*WORK INSTRUCTIONS*
Render this sentence from the article on George Bush's foreign policy into Spanish: "Their champion is rumored to have let himself be converted to diplomatic realism."

*EXTRACT PROVIDED*
════════

George Bush’s New Conversion

The neoconservative friends of George Bush are furious. Their champion is rumored to have let himself be converted to diplomatic realism. The pretext of their wrath is the participation last week of Under-Secretary of State William Burns at the meeting with the Iranian negotiator on the nuclear issue. The Weekly Standard, which is their favorite vehicle of expression, had it easy recalling the numerous preemptory declarations of the president himself and his collaborators hostile to any negotiation as long as Teheran had not suspended its program of uranium enrichment. Bush then seems not to have kept his commitment. What worries neoconservatives is that the president is a recidivist. Several months ago, he posed drastic conditions to negotiations with North Korea, also regarding a nuclear issue, and he seems to have abandoned them without real consideration.

The few imitators that this group, seriously losing speed in Washington, still has in the State Department shared the opinion of the Weekly Standard, if one believes a high official cited by the weekly newspaper: this is not preventative war, but “preventative capitulation,” this anonymous diplomat is supposed to have said. Has George Bush, who presents himself as a born again Christian, undergone a new conversion? This in fact is the question that William Burns’ presence at Geneva with the Iranian representative poses. The answer is not clear.

Bush began in foreign policy in the camp of the “realists,” who reproached his predecessor, the Democrat Bill Clinton, of having launched the United States in ill-considered military operations. Notably the missions aimed at imposing peace in the Balkans. “The marines were not trained to help children in schools to cross the street,” said in 2000 Condoleezza Rice, who had been placed, with several others, close to the Republican candidate to teach him the basics of foreign policy. The terror attacks of September 11th, 2001 brought about the conversion of the president to the theses of the neoconservatives. As George Bush might say, like the old British prime minister Harold Macmillan when asked what determined his policy, “events, boys, events.”

Mrs. Rice, who then became the head of the National Security Council and then Secretary of State, is considered by her critics as the primary person responsible for the realist turn of the president, if there is a turn. During the term of Bush’s father, she was at the school of Bent Scowcroft, a close associate of Henry Kissinger, know for his allergy to the internationalist romanticism of self proclaimed promoters of democracy.

════════

*PROVIDED INFORMATION*
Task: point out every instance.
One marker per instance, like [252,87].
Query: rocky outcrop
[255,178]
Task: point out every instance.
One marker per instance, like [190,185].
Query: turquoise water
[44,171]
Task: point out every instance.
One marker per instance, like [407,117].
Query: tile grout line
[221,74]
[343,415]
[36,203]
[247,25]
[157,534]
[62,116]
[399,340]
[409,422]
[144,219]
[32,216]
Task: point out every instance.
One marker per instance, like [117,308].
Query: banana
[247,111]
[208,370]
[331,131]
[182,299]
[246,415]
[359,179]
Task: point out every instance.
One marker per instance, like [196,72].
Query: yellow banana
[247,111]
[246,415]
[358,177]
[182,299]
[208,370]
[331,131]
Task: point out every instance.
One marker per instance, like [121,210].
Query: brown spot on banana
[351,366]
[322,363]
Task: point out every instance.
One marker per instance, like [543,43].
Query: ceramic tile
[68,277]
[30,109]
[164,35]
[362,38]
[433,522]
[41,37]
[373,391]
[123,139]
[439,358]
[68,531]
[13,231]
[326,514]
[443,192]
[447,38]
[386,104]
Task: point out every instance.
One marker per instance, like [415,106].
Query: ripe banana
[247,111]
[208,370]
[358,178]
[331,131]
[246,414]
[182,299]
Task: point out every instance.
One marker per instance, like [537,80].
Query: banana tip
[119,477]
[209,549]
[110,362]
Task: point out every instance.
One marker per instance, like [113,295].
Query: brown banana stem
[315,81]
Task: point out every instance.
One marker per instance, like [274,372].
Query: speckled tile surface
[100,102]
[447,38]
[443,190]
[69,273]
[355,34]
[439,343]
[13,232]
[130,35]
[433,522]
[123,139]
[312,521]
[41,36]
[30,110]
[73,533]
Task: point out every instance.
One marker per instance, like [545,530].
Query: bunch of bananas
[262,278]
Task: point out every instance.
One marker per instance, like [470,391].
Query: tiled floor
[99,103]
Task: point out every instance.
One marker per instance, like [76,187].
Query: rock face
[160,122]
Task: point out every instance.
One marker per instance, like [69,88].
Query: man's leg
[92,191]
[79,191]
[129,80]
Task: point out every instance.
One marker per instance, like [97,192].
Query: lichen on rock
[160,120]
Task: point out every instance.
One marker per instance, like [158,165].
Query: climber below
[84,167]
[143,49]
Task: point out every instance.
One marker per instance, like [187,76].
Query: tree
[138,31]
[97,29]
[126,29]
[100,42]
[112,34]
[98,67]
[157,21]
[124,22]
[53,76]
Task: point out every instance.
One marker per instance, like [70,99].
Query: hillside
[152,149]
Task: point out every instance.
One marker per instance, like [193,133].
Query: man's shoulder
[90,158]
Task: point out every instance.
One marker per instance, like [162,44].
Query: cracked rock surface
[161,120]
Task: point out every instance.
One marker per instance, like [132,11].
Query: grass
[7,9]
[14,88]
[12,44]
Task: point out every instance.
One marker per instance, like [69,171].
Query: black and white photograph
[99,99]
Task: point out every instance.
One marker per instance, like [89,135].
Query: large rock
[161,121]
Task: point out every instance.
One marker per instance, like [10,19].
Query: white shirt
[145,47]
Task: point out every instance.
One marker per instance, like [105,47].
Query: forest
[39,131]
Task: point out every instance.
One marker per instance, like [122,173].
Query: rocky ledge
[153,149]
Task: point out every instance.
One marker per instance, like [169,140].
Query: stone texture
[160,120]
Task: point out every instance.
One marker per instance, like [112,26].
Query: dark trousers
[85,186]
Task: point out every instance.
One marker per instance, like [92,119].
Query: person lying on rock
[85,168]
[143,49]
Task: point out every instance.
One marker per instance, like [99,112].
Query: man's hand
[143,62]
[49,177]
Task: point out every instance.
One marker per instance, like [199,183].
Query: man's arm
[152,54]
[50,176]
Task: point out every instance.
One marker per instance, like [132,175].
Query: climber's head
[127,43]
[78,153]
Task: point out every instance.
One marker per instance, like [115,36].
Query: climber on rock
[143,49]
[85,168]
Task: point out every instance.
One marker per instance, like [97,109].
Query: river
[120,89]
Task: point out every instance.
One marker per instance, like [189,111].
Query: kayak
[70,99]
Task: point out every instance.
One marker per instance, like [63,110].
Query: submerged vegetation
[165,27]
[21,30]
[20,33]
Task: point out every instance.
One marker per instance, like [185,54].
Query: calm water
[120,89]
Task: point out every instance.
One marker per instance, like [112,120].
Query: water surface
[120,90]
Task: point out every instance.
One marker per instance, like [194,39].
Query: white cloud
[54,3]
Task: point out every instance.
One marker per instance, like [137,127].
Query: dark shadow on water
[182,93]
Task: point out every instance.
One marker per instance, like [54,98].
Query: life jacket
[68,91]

════════

*WRITTEN RESPONSE*
Se rumorea que su campeón se ha dejado convertir al realismo diplomático.